Given data Start Marker
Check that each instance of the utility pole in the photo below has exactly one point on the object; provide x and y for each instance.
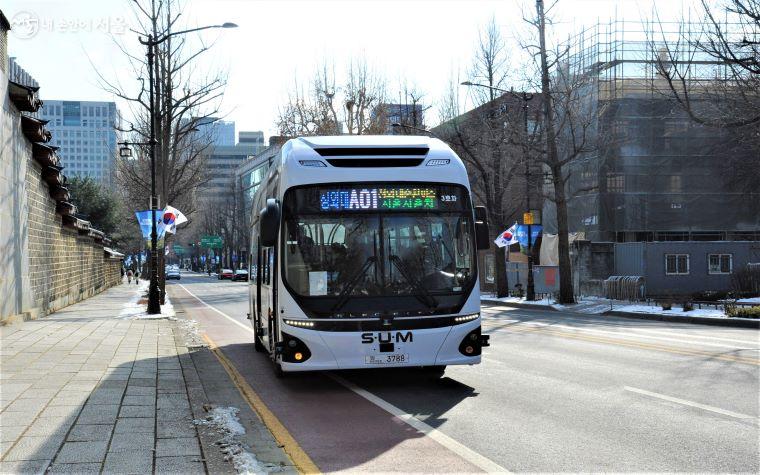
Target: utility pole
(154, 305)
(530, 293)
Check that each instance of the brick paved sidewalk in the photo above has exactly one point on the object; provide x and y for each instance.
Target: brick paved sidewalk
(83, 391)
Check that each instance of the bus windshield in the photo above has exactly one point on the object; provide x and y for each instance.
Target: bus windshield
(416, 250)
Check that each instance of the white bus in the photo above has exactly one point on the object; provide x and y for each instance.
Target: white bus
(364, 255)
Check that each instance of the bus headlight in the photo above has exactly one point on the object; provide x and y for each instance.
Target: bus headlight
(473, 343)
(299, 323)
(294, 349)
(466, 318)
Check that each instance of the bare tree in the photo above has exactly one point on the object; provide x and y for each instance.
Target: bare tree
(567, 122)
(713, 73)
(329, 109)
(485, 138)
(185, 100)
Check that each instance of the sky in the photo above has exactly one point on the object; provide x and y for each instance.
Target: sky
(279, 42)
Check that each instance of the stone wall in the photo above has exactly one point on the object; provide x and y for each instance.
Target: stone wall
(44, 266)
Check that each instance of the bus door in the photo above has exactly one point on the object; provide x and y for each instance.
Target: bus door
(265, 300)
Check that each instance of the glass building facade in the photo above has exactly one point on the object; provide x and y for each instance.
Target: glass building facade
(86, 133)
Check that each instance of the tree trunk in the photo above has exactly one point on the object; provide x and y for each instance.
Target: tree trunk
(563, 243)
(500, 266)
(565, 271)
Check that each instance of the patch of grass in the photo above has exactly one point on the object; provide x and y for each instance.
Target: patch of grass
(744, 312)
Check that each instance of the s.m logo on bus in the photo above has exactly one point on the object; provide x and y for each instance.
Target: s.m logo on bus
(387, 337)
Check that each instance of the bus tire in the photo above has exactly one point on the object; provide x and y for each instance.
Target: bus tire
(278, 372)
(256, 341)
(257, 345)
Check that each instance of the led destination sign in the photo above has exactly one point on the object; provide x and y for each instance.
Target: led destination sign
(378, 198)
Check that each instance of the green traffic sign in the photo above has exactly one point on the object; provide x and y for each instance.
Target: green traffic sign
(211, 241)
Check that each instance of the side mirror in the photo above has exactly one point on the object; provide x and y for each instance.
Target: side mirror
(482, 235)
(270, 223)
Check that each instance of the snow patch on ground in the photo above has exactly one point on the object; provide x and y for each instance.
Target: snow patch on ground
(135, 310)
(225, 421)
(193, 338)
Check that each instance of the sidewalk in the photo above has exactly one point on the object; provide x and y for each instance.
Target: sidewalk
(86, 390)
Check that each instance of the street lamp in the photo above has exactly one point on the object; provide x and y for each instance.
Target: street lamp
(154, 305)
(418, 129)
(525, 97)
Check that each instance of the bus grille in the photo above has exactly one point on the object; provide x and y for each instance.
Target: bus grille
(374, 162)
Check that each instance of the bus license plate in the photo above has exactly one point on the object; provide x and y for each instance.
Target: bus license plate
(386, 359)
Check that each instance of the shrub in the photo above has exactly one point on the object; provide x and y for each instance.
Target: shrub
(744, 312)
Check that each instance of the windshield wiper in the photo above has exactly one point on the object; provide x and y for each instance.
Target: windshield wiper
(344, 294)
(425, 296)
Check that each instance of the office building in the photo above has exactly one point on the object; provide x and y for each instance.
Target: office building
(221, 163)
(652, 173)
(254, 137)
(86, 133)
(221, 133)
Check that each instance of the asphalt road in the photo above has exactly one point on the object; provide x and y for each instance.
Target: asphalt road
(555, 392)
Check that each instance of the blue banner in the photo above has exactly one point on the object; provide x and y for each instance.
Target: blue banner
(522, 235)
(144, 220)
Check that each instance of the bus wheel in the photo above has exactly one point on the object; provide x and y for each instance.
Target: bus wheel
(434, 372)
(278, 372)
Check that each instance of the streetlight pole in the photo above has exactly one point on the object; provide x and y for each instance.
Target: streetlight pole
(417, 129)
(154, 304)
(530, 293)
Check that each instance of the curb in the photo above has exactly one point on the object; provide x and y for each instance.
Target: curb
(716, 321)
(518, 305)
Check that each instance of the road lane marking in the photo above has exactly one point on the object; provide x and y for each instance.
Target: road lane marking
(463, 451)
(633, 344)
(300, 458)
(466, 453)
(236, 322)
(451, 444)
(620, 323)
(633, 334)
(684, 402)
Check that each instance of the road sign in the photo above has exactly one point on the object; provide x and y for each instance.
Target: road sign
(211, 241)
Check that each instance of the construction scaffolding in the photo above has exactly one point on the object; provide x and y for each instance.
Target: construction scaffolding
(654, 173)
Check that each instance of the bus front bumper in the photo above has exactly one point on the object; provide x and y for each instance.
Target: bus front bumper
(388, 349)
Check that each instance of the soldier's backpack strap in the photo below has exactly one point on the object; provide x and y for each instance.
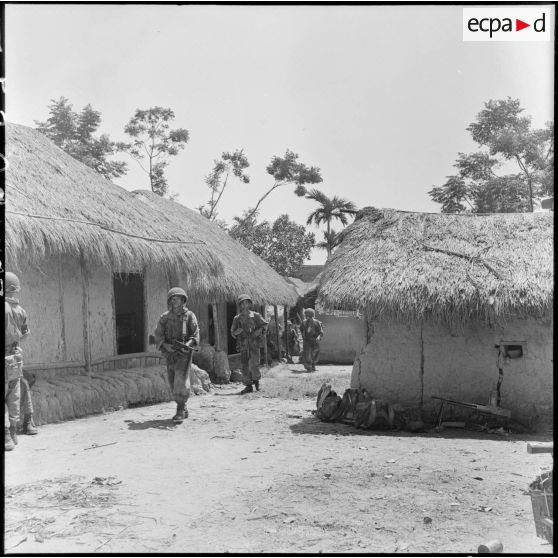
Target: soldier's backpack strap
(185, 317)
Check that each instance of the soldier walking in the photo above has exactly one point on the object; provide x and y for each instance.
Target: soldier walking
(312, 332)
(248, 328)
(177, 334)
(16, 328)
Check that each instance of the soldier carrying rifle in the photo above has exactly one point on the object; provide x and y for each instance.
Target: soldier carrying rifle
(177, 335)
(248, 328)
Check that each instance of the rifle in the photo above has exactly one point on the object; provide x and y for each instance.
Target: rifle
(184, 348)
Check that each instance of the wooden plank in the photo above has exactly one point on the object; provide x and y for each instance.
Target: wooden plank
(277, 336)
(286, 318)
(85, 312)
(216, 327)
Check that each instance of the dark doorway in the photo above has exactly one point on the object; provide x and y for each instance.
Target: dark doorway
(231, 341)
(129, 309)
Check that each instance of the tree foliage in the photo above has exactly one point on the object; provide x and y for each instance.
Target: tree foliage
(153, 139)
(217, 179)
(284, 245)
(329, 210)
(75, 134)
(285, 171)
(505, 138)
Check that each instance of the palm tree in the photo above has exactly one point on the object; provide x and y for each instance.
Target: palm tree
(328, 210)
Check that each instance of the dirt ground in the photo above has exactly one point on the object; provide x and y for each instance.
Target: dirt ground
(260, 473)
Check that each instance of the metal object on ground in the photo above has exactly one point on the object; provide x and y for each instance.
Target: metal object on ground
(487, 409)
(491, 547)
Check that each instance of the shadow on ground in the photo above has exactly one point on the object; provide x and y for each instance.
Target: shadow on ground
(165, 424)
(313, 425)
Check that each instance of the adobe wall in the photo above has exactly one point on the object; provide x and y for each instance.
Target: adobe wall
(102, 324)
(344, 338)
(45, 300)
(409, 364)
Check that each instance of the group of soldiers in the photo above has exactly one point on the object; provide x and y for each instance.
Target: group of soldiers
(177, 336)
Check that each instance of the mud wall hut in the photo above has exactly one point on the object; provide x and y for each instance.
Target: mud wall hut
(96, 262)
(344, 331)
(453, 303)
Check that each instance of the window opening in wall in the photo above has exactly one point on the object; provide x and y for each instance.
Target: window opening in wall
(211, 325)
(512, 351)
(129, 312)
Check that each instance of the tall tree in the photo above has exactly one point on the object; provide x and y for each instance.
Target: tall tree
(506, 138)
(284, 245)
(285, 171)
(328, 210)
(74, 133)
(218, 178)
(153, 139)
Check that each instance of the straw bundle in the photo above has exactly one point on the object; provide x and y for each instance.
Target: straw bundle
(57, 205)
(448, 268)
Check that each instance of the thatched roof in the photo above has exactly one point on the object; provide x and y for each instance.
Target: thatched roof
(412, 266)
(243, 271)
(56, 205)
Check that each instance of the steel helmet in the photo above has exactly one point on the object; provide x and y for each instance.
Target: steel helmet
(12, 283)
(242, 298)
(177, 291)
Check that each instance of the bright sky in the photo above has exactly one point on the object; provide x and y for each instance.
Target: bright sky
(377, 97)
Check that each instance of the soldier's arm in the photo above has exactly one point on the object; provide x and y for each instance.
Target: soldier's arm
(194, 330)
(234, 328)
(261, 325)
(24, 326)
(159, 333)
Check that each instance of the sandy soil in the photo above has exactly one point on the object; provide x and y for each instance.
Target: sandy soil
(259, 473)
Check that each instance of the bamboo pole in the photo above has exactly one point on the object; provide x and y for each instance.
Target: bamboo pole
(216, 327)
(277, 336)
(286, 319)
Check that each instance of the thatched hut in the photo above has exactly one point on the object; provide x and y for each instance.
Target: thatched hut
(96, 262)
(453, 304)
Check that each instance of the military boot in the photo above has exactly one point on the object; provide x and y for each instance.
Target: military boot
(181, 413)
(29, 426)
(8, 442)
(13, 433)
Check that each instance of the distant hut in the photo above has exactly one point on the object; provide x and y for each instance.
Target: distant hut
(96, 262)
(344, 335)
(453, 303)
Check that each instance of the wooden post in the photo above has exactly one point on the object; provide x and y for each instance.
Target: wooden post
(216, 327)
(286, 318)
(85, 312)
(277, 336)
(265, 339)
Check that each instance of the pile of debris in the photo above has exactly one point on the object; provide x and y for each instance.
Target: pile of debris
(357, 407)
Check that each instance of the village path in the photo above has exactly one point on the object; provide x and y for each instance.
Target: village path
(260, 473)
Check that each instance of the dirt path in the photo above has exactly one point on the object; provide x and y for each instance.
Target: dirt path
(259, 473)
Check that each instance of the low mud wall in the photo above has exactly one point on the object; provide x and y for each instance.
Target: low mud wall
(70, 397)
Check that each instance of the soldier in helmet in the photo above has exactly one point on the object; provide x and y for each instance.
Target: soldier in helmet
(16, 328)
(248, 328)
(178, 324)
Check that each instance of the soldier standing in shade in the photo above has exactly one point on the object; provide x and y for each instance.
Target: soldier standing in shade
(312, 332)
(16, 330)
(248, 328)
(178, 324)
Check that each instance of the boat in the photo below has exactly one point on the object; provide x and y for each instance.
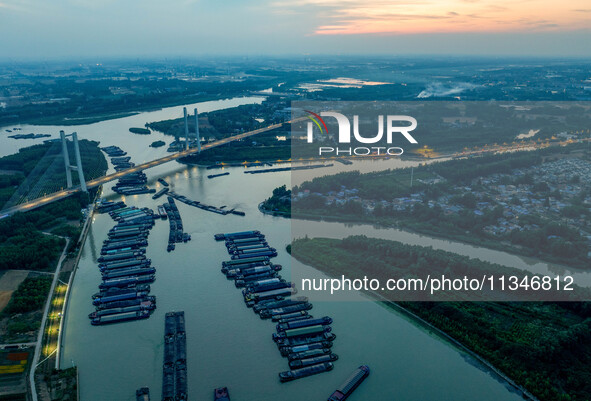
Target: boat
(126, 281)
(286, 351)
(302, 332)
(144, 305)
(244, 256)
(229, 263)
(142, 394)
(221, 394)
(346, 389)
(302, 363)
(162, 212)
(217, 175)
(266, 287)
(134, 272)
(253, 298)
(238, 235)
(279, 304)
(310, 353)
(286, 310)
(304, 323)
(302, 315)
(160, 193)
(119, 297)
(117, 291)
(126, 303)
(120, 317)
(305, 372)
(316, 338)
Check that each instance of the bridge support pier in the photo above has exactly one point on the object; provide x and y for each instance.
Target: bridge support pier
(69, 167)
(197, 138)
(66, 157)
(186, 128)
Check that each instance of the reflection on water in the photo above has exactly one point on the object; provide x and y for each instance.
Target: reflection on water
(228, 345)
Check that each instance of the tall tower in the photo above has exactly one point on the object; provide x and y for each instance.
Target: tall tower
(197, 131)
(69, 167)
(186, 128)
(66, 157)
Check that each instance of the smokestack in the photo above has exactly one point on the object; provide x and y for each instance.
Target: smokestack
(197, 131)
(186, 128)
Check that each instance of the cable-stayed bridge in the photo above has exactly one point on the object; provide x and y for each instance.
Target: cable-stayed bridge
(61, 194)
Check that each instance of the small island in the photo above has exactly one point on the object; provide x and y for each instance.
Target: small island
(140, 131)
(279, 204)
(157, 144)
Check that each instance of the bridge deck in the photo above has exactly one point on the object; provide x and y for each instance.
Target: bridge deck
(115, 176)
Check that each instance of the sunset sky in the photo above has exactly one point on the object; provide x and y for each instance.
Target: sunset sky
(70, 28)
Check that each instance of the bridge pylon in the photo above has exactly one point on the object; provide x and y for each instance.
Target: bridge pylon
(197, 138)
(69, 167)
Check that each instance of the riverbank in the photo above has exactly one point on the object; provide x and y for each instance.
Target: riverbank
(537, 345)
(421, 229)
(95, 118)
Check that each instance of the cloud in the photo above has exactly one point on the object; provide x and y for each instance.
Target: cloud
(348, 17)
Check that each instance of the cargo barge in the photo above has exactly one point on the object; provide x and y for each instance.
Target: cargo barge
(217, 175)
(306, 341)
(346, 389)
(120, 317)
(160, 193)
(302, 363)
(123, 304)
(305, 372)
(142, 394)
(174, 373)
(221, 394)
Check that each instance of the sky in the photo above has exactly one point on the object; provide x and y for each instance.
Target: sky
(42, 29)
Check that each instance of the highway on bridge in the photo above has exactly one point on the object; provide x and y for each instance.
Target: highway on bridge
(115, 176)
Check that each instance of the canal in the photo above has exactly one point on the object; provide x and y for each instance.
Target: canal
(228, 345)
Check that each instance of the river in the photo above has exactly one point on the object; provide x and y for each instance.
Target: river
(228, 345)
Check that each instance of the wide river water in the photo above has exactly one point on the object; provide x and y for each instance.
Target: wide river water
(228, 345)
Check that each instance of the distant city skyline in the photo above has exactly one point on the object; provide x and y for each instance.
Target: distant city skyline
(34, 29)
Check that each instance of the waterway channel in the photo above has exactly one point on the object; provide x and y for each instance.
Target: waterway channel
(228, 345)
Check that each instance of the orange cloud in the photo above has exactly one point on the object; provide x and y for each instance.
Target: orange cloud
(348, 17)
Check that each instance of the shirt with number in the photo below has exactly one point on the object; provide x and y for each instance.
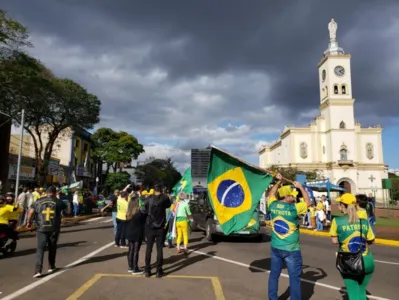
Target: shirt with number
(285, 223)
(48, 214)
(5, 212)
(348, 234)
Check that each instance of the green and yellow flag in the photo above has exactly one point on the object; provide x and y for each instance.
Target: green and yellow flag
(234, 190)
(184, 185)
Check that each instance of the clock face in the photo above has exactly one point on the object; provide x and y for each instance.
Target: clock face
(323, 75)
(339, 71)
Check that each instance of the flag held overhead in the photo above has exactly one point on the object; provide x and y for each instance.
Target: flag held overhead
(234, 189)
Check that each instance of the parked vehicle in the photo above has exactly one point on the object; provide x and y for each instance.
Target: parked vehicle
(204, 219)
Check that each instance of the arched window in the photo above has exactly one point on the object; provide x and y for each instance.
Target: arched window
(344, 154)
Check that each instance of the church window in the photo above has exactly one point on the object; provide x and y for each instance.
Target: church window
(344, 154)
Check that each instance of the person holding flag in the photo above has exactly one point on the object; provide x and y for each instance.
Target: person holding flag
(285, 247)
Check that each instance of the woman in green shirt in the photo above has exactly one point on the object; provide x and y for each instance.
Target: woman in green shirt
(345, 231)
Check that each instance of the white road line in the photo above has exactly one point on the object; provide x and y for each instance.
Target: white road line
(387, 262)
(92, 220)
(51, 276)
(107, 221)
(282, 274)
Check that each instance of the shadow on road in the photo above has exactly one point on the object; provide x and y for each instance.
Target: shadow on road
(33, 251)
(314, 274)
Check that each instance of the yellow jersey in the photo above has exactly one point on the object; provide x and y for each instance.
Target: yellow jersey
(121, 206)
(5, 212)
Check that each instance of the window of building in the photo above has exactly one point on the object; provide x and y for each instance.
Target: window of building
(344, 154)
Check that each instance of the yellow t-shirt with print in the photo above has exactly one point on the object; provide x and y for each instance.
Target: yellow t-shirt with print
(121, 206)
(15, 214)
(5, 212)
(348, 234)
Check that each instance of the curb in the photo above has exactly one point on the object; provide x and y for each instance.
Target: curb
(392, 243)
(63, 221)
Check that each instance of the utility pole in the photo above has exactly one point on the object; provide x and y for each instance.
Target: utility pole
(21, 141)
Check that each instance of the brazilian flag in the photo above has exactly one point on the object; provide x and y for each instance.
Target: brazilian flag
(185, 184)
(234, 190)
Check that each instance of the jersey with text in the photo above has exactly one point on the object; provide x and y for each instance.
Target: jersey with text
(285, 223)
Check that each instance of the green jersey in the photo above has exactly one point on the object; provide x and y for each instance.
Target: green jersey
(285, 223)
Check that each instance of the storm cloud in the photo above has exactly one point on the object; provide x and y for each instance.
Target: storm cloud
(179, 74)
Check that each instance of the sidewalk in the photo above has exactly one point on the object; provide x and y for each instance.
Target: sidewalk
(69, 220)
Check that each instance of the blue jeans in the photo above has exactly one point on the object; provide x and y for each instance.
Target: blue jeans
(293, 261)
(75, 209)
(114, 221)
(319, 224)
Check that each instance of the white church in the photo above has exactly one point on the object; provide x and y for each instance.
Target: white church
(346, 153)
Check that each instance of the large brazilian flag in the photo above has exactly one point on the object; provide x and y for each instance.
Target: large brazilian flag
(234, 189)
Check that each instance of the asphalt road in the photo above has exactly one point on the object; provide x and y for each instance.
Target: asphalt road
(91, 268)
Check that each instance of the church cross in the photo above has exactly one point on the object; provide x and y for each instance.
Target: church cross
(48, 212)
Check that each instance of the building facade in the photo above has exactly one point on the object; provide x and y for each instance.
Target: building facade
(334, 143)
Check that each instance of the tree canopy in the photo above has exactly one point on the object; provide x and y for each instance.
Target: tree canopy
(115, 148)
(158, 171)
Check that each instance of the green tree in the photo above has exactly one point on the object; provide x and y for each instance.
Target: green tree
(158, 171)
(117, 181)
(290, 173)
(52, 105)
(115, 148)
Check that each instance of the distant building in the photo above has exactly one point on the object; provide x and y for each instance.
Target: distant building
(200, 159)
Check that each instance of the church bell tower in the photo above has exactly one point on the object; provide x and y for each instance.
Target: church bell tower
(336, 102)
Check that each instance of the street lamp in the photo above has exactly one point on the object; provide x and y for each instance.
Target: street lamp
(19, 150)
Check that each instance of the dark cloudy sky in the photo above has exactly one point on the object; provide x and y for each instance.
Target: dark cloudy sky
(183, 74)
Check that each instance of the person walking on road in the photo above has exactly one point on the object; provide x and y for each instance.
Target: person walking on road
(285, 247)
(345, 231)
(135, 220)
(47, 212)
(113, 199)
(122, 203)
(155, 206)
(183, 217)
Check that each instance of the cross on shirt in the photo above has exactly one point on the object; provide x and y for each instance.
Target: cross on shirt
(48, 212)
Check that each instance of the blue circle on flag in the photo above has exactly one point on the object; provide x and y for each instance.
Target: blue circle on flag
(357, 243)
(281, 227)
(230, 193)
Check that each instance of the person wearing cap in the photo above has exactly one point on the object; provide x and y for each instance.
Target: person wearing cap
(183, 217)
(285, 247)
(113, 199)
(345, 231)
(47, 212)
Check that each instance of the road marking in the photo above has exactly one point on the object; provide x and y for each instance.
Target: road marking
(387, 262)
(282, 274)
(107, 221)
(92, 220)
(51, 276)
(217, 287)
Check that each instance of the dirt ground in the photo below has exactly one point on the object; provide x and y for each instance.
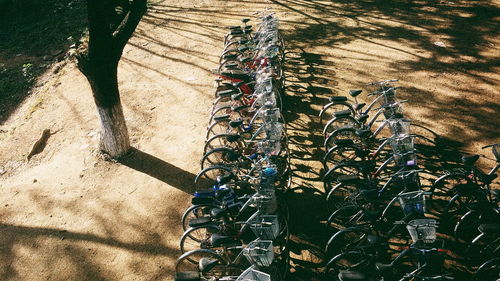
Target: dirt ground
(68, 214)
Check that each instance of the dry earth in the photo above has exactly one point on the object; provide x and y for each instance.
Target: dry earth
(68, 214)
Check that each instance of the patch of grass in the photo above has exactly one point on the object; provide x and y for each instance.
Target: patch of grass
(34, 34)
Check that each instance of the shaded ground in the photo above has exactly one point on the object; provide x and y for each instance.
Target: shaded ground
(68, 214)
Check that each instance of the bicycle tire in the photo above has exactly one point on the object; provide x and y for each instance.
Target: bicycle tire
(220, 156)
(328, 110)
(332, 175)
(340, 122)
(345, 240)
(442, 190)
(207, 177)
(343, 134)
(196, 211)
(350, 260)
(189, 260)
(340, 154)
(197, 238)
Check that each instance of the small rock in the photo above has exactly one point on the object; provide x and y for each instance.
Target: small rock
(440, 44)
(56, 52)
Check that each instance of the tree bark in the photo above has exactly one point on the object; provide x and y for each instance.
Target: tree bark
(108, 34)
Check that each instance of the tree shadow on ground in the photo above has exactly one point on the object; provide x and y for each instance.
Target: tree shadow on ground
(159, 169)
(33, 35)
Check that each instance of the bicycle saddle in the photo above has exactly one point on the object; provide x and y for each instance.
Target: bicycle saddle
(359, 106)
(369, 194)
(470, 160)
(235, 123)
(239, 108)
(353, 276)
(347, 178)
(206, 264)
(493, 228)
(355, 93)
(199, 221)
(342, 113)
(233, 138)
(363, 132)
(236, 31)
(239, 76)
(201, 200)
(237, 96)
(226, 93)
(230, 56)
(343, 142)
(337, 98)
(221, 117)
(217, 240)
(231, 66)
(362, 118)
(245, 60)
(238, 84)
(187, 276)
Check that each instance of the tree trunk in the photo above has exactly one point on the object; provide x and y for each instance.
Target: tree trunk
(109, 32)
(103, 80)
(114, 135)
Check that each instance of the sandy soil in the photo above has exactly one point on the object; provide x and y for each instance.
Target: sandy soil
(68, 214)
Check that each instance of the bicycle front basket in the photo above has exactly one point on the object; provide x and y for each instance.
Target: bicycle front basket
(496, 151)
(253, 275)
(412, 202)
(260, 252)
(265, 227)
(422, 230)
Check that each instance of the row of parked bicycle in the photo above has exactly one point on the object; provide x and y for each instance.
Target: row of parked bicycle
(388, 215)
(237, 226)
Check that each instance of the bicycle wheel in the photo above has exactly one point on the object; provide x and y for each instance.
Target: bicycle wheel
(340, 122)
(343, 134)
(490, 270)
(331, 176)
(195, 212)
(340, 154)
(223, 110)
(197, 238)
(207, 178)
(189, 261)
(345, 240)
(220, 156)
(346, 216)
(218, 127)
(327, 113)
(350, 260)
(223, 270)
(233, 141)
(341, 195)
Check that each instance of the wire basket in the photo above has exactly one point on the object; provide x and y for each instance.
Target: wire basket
Given data End Marker
About this task ::
Search the entries for the string "wire" and collect each line that has it.

Task answer ::
Check that each instance of the wire basket in the photo above has exactly one point on the object; provide x and y for each instance.
Target: wire basket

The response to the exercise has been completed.